**Segmentation mask data**
- Opening Delimiter -

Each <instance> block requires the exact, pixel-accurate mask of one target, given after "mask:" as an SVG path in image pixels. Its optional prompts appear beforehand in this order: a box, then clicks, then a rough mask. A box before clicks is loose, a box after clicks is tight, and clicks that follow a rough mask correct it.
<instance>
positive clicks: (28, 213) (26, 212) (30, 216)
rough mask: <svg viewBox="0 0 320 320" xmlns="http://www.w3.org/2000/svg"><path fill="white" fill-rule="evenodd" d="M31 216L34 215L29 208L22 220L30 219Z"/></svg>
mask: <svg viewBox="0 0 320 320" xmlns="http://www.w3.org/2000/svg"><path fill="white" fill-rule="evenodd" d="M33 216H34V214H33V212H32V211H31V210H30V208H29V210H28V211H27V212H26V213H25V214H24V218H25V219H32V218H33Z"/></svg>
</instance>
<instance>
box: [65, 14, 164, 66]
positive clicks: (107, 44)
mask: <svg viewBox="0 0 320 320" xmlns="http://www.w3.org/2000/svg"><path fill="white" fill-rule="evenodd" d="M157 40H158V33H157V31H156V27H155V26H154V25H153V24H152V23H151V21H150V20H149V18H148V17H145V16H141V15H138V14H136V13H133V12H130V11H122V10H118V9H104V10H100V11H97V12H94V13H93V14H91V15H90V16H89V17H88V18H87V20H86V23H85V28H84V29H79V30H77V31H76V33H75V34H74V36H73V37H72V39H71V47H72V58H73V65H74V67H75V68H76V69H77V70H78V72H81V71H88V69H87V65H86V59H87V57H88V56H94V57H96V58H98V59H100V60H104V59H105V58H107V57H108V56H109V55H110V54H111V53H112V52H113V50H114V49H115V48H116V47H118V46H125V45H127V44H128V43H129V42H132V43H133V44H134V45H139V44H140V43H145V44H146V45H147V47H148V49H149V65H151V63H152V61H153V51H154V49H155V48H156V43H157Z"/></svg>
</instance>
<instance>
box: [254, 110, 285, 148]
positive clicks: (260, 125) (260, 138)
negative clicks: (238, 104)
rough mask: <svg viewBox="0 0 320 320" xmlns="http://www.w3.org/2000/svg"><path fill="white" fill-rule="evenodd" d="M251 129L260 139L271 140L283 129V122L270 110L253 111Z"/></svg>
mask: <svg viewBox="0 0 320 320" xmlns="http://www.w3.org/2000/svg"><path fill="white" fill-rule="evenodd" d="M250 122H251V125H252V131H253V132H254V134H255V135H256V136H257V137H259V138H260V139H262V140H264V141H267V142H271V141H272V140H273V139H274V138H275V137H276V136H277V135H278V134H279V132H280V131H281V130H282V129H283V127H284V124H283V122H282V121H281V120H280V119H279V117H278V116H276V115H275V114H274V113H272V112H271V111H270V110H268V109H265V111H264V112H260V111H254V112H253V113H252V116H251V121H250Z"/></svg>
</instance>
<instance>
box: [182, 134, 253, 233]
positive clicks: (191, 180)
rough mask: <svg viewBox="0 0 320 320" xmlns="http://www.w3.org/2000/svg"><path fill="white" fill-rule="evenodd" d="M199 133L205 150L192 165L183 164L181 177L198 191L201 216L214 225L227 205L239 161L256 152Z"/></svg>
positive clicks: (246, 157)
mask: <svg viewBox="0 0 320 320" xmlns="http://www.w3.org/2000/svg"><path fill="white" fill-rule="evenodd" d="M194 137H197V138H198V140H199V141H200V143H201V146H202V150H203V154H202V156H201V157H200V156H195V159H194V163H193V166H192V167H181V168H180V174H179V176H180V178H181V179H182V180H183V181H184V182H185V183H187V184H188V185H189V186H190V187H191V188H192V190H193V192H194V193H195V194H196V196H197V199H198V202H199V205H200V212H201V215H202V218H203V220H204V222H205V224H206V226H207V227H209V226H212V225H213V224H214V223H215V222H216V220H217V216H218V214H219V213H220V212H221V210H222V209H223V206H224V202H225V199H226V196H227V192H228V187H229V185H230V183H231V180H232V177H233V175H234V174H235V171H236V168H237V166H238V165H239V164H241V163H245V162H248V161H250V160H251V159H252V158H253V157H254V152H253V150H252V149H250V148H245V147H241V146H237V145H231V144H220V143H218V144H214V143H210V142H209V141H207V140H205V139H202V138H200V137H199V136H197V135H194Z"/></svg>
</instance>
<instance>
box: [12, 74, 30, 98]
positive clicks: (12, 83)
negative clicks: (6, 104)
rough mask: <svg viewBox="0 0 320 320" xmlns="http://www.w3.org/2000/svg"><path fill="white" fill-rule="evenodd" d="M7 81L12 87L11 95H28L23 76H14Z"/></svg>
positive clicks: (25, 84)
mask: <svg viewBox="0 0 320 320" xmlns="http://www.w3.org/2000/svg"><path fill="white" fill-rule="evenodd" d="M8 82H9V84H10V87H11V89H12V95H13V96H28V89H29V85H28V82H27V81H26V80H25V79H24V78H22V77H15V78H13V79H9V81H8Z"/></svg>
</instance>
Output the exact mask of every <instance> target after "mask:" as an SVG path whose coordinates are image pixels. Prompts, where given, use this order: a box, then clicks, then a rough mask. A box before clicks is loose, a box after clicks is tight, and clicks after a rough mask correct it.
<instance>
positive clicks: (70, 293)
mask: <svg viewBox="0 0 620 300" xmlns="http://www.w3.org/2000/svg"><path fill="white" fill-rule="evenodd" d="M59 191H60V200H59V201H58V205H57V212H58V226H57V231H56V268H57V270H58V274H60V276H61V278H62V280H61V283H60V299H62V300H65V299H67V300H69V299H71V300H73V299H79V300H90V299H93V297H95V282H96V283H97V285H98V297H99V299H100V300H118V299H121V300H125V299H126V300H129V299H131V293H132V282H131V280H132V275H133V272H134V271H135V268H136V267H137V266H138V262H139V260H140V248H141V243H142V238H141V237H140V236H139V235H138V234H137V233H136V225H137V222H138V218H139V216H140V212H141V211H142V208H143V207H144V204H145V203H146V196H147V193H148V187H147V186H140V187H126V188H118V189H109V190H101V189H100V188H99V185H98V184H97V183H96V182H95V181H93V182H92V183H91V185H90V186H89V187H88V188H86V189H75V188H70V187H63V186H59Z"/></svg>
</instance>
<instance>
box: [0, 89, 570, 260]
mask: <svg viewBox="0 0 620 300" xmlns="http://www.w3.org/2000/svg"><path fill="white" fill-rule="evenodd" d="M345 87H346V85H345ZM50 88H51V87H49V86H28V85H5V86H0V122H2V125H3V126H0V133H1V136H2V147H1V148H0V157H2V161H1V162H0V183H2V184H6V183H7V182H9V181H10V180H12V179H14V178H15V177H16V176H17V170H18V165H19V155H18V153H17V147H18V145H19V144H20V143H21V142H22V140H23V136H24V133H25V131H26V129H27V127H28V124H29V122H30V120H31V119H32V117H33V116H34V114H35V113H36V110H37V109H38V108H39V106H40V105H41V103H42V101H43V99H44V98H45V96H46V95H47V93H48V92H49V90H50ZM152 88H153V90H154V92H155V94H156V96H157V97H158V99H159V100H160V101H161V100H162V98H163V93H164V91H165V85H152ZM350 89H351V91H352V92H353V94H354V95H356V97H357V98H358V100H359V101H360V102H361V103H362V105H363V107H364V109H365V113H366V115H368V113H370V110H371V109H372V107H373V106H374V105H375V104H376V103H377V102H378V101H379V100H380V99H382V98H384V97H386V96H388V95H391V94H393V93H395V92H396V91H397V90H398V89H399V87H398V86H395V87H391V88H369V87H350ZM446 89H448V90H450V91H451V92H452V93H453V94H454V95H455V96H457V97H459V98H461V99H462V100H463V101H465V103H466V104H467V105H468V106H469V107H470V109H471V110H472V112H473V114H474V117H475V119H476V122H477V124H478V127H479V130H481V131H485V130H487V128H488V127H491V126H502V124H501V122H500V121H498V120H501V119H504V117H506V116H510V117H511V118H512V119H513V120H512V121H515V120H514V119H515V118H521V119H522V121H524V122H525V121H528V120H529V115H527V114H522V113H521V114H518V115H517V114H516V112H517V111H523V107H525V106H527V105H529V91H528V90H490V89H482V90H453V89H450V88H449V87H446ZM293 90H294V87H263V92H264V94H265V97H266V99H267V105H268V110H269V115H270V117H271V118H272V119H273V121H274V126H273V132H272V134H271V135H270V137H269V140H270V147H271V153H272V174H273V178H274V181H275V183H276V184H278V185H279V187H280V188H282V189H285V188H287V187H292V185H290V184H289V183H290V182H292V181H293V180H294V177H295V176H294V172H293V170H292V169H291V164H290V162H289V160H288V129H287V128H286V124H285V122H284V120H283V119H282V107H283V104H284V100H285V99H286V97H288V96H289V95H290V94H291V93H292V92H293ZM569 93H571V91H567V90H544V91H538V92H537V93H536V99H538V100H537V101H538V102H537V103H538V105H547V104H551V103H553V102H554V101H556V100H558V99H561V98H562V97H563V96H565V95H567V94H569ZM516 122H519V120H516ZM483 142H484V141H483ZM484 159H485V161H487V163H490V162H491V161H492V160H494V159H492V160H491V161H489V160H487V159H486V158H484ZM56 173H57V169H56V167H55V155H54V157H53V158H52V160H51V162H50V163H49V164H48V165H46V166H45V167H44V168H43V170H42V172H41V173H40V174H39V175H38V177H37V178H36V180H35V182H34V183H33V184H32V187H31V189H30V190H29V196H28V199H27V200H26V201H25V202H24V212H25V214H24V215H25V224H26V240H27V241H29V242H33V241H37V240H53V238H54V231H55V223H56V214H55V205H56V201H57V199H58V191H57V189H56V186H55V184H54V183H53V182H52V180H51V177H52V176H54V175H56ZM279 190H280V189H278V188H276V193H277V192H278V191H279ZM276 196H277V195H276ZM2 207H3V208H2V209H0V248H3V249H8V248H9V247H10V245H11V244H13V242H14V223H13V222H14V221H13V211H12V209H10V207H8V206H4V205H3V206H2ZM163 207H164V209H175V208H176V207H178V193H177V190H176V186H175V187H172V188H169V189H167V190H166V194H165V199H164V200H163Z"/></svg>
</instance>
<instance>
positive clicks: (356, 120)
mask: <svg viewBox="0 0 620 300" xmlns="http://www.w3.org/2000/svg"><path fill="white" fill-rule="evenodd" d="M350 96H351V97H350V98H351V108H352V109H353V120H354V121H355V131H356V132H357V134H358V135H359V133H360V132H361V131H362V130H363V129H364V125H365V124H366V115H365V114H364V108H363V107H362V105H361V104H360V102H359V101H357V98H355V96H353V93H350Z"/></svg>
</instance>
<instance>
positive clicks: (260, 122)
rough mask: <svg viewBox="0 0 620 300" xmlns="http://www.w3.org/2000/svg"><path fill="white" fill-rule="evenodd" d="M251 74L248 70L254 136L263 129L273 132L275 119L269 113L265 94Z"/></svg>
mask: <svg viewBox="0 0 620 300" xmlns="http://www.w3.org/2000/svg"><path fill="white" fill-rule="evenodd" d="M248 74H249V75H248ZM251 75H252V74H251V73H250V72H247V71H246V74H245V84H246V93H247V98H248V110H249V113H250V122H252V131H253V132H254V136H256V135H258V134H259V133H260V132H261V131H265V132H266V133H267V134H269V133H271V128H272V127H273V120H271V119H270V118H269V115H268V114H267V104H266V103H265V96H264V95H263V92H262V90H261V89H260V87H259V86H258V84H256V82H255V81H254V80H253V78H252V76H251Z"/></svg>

- Closing Delimiter -

Check the lines above and copy each one that includes "negative".

negative clicks: (238, 104)
negative clicks: (6, 104)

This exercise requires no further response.